§ Instructions to follow
Copy out exactly the line that contains "Objective — one dot on each instance of the stretched" and all lines following it to the end of the data.

----

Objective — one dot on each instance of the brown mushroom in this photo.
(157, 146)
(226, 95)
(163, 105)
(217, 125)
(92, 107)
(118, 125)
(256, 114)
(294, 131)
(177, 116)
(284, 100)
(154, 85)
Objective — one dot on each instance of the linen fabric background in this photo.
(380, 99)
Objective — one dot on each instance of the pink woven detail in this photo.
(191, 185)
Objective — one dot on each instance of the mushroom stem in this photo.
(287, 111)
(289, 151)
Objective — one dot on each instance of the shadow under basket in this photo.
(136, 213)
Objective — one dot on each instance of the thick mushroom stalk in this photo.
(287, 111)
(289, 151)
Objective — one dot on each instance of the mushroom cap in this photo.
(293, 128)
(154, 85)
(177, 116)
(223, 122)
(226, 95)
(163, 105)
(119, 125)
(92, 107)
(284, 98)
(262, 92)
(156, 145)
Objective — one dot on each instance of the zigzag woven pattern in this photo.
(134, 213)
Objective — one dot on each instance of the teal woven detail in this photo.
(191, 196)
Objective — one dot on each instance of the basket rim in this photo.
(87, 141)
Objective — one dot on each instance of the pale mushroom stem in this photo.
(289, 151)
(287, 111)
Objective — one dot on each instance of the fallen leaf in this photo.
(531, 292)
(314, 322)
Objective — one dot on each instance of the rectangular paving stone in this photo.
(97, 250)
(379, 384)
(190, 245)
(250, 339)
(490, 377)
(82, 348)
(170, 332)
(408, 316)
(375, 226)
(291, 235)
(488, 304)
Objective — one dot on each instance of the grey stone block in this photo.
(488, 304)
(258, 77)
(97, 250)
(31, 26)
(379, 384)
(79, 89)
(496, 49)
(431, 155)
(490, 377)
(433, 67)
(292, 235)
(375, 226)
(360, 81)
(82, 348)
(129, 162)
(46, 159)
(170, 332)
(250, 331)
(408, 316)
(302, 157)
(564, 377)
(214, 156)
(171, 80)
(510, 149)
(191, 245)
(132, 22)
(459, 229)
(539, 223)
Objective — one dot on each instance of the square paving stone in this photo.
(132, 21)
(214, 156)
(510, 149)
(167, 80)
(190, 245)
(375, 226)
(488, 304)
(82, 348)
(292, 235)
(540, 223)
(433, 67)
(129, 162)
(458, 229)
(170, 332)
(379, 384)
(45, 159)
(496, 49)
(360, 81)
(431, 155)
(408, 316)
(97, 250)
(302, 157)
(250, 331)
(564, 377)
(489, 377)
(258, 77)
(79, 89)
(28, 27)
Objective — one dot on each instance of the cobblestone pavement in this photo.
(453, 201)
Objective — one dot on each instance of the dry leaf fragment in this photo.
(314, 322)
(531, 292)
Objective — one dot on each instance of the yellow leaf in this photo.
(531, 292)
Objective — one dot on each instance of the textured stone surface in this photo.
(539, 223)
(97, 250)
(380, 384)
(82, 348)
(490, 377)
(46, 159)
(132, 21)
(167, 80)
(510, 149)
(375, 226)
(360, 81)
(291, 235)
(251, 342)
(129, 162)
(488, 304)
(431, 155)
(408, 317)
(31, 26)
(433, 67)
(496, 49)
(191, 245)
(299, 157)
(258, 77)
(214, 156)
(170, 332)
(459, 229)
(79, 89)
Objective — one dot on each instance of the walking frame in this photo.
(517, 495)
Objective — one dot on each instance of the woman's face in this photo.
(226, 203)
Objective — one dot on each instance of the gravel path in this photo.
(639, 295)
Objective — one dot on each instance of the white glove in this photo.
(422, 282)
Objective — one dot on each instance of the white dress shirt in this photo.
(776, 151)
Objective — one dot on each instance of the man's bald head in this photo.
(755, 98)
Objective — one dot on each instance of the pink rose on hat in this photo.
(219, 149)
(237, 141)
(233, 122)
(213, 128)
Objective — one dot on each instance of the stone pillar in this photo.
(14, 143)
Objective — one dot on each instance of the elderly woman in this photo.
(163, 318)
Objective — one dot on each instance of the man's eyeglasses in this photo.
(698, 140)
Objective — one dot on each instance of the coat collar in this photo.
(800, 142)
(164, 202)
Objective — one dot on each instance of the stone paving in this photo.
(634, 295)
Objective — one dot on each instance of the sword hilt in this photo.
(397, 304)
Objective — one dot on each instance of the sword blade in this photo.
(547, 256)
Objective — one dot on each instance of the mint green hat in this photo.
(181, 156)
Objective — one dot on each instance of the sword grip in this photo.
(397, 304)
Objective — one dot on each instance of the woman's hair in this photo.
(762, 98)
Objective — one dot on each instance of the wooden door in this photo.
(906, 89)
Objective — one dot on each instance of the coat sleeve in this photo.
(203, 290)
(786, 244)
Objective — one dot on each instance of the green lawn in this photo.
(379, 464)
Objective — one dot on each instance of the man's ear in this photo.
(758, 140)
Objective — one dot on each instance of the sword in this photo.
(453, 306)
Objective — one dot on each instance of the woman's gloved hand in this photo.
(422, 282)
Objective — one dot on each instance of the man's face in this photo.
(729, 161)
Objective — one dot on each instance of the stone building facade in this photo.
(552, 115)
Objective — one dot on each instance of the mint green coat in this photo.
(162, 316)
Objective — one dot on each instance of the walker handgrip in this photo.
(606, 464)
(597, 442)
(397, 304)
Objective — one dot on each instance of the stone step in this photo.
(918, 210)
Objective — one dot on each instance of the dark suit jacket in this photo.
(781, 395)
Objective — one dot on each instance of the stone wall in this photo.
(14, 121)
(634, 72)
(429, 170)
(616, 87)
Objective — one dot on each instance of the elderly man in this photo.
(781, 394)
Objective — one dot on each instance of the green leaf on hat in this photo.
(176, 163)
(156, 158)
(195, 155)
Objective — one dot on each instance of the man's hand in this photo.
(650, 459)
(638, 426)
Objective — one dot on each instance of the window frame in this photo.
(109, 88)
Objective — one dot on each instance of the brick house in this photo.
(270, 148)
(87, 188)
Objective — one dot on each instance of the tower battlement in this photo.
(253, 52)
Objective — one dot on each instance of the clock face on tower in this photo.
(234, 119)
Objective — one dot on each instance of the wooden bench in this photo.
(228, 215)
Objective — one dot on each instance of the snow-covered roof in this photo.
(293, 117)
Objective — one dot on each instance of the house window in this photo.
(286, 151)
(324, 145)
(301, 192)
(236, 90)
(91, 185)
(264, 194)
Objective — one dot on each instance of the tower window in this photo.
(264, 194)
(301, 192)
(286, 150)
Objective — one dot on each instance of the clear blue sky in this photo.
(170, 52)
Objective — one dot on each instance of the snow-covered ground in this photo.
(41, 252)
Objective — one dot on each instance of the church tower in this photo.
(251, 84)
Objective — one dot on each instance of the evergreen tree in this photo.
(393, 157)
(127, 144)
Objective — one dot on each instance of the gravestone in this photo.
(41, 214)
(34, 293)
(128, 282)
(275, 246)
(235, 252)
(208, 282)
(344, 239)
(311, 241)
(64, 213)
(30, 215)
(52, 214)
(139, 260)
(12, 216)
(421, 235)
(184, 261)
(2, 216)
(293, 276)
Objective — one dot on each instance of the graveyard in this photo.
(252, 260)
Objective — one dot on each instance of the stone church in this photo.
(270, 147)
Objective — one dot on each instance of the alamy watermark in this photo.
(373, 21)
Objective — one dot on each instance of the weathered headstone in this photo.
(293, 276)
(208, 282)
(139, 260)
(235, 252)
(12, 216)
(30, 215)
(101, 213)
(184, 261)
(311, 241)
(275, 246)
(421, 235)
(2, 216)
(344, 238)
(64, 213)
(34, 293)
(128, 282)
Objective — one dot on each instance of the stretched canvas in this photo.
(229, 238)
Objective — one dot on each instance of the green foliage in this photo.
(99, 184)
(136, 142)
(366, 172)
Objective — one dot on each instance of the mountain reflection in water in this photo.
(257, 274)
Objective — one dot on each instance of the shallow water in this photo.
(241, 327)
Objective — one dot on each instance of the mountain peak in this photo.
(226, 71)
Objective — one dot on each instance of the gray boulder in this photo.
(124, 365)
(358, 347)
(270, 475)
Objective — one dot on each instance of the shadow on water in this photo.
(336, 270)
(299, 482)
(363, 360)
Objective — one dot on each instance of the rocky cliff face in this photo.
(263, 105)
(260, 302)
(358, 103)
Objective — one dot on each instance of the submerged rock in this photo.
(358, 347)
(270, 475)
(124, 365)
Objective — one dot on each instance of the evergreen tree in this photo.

----

§ Answer space
Objective — one dot on each instance of the stretched canvas in this photo.
(229, 238)
Objective — one dot on each instance of the green foliage in this photo.
(99, 184)
(136, 142)
(366, 172)
Objective — one dot on each instance of the mountain reflection in water in this photo.
(257, 274)
Objective — one dot on each instance of the shallow water in this photo.
(241, 327)
Objective — one dot on each instance of the mountain peak in this photo.
(226, 71)
Objective — one dot on each instance of the gray boulder in this photo.
(124, 365)
(358, 347)
(270, 475)
Objective — one dot on each instance of the shadow on water in this photo.
(336, 270)
(299, 482)
(363, 360)
Objective — one dot on each instance of the rocky cliff face in this photo.
(263, 105)
(260, 302)
(358, 103)
Objective — one dot on each instance of the submerged rock in this photo.
(358, 347)
(270, 475)
(124, 365)
Objective — one dot on each instance of the evergreen tree in this photo.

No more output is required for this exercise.